**What is expected:**
Answer these questions from the text on Beaked Hawk's-beard:
1. In what year was the plant recorded in Kent?
2. At what time of year does it produce swathes of golden yellow?
3. What kinds of places does it favor?

**Source text:**
========
Beaked Hawk's-beard (Crepis vesicaria)
Crepis vesicaria. Frome, 25 May 2021. |
Beaked Hawk's-beard (Crepis vesicaria, Sp: Achicoria). The young leaves and shoots are eaten, boiled, in Crete. A thoroughly Mediterranean plant that was recorded in Kent in 1713 and has since become very common in the southern half of the British Isles, but much less so in Northern England and Northern Ireland, and apparently Scotland is not an option. (Crepis vesicaria doesn't occur in Sweden either.)
In mid-May it produces breathtaking swathes of golden yellow, rivalling the peak dandelion blooming of late April or the ragwort frenzy of late summer.
As it favours urban waste and roadsides, it's a characteristic sight of our modern May, though not the Mays of Chaucer or Shakespeare or Milton. But it's one that's rarely noticed specifically and still more rarely mentioned.
========
[Source data]
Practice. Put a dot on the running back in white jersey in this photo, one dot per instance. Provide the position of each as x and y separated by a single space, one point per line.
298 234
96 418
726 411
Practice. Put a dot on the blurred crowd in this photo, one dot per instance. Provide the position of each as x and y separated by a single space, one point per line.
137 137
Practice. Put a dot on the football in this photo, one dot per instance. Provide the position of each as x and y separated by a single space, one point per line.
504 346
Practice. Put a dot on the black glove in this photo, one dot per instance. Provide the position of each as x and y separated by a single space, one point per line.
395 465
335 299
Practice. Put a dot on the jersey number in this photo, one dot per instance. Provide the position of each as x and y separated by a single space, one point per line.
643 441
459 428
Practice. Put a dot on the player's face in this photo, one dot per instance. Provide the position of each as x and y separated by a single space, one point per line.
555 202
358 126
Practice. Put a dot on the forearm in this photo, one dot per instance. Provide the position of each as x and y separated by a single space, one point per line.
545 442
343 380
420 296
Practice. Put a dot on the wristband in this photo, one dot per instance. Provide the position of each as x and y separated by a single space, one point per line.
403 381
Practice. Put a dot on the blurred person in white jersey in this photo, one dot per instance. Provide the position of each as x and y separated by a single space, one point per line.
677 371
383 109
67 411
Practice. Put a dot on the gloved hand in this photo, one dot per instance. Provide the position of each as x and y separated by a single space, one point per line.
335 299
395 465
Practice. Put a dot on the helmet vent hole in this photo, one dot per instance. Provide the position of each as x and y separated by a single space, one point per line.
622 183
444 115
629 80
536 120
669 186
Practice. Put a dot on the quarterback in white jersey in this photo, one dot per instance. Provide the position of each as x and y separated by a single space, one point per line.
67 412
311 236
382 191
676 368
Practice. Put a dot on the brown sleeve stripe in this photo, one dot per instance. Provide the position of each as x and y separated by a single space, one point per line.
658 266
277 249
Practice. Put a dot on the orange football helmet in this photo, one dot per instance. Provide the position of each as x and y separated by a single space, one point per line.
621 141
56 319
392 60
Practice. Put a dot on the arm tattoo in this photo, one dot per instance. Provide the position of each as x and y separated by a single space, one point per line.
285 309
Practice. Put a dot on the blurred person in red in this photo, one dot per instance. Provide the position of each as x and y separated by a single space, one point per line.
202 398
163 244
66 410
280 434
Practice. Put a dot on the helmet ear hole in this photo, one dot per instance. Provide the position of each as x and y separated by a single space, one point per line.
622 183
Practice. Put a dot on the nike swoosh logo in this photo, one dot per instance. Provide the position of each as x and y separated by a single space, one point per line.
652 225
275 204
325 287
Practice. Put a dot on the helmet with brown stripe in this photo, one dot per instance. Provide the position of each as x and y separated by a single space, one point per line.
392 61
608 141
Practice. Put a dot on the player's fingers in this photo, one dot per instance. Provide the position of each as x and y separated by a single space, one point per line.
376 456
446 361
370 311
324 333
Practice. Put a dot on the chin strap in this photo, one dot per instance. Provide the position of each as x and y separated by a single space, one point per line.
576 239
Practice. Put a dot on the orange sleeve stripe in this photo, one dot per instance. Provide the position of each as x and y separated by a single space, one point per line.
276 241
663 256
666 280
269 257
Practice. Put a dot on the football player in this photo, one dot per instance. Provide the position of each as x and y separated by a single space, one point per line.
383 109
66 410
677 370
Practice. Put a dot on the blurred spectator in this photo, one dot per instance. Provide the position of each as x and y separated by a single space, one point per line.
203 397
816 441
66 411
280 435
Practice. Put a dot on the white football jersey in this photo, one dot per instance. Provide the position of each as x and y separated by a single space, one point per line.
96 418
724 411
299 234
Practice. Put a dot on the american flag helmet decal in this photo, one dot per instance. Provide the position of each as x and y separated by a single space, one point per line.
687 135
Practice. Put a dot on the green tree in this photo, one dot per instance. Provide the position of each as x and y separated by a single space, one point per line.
========
**Worked solution:**
1. 1713
2. Mid-May
3. Urban waste and roadsides